== PROVIDED MATERIAL ==

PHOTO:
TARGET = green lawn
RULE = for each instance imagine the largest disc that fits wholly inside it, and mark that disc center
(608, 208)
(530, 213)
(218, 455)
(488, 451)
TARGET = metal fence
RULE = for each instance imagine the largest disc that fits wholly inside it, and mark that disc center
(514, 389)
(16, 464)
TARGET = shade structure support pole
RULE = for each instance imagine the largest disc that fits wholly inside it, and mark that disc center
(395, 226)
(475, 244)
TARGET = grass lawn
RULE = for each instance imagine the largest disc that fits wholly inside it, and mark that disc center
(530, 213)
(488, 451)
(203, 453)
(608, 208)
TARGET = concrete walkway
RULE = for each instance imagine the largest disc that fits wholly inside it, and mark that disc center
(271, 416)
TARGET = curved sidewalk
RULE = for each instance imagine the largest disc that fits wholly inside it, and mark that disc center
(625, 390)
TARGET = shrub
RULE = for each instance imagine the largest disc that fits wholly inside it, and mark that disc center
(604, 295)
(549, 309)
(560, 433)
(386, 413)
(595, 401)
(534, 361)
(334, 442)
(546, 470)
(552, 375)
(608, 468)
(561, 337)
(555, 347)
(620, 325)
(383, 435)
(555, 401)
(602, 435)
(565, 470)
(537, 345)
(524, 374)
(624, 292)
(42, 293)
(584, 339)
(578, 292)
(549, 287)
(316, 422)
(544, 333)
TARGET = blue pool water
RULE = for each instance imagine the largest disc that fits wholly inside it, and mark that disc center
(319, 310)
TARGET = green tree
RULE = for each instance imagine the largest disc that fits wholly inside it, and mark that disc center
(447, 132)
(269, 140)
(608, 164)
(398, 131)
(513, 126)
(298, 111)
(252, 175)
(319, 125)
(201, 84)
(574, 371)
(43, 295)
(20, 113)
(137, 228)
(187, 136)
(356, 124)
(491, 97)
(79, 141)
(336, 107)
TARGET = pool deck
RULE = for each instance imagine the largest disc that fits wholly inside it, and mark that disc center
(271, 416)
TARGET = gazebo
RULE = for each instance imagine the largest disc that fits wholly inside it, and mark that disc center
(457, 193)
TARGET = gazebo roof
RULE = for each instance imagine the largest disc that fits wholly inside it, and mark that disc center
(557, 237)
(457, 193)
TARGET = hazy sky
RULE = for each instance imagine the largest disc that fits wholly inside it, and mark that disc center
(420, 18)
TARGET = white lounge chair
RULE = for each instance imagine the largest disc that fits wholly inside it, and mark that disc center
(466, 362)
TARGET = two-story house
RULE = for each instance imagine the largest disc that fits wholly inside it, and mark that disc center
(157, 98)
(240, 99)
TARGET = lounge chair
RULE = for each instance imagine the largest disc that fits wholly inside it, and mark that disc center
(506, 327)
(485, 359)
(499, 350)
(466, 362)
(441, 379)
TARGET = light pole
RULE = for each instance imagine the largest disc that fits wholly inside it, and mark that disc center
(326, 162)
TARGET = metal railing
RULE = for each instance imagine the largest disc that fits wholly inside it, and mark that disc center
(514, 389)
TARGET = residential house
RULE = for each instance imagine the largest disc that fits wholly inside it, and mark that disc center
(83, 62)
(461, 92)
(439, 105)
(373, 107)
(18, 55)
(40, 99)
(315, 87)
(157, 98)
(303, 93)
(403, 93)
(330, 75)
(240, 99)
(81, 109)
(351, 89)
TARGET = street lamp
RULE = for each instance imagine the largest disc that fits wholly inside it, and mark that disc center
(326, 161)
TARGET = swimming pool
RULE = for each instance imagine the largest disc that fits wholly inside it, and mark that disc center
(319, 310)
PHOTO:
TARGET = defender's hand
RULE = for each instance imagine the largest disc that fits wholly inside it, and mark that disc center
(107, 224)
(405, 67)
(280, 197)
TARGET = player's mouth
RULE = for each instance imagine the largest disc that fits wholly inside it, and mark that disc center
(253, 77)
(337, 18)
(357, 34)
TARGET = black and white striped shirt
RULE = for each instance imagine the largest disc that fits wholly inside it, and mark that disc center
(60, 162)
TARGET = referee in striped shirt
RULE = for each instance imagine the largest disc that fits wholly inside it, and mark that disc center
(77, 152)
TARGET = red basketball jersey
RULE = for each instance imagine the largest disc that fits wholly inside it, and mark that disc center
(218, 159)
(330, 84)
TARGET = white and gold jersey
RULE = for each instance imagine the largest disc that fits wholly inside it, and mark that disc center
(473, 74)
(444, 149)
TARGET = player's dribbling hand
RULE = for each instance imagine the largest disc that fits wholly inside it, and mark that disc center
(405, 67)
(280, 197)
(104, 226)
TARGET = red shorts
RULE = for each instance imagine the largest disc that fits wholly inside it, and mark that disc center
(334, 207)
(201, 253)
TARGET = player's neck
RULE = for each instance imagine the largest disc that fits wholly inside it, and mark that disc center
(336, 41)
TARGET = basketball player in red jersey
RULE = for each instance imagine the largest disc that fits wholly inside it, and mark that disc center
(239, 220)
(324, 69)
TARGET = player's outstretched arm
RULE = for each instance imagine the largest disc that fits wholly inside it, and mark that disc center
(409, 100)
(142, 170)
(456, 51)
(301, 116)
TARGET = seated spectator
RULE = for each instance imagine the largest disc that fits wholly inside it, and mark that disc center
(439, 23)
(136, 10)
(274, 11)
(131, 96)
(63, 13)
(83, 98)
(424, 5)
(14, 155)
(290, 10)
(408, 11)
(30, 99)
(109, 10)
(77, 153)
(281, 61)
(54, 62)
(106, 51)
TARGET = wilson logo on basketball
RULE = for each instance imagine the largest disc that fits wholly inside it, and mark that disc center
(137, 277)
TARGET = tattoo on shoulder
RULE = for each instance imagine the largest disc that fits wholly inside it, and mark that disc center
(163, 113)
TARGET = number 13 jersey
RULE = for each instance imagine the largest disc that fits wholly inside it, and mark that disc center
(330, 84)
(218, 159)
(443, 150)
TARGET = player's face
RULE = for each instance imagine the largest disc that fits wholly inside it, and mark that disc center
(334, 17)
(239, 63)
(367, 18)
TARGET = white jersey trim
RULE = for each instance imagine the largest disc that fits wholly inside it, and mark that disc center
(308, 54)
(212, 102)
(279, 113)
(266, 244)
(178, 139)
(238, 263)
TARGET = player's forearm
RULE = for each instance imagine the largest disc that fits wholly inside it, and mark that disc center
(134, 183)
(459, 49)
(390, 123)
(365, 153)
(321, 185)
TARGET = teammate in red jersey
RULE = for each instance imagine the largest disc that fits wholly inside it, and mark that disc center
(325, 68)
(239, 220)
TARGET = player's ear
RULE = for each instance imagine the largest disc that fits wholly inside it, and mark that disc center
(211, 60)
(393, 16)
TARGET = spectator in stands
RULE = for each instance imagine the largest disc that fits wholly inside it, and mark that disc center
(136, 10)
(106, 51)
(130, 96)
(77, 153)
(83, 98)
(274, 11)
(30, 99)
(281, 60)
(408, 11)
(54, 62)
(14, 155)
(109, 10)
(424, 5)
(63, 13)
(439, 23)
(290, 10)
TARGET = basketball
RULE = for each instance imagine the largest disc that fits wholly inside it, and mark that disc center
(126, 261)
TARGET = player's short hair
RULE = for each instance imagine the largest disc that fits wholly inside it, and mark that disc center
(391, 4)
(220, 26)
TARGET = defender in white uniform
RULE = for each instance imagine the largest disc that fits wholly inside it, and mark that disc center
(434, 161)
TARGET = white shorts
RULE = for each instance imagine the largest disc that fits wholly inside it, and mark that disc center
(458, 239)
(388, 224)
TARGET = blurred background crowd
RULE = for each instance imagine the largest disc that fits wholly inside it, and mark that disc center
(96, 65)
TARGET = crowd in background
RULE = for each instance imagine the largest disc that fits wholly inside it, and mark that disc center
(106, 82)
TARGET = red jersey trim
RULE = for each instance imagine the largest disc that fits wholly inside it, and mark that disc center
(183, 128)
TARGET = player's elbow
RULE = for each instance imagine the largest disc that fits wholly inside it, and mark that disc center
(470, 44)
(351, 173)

===

- [EXERCISE TASK]: Only the lines from the one holding "TARGET = blurred background crowd" through the end of the listing should be given again, exactly and with both ends included.

- [ANSWER TO THE TASK]:
TARGET = blurred background crowd
RULE = for each instance imagine the largest disc that fits wholly inside it, and mark that disc center
(96, 65)
TARGET = crowd in background
RULE = for each instance imagine the largest disc that fits wholly inside it, and mark that disc center
(106, 82)
TARGET = red jersey trim
RULE = for each instance imagine the largest disc that fits wholly inside it, and mark that disc center
(183, 128)
TARGET = player's elbow
RULE = for each instance imagine the largest disc that fits wholly inside it, and mark that disc center
(470, 44)
(351, 173)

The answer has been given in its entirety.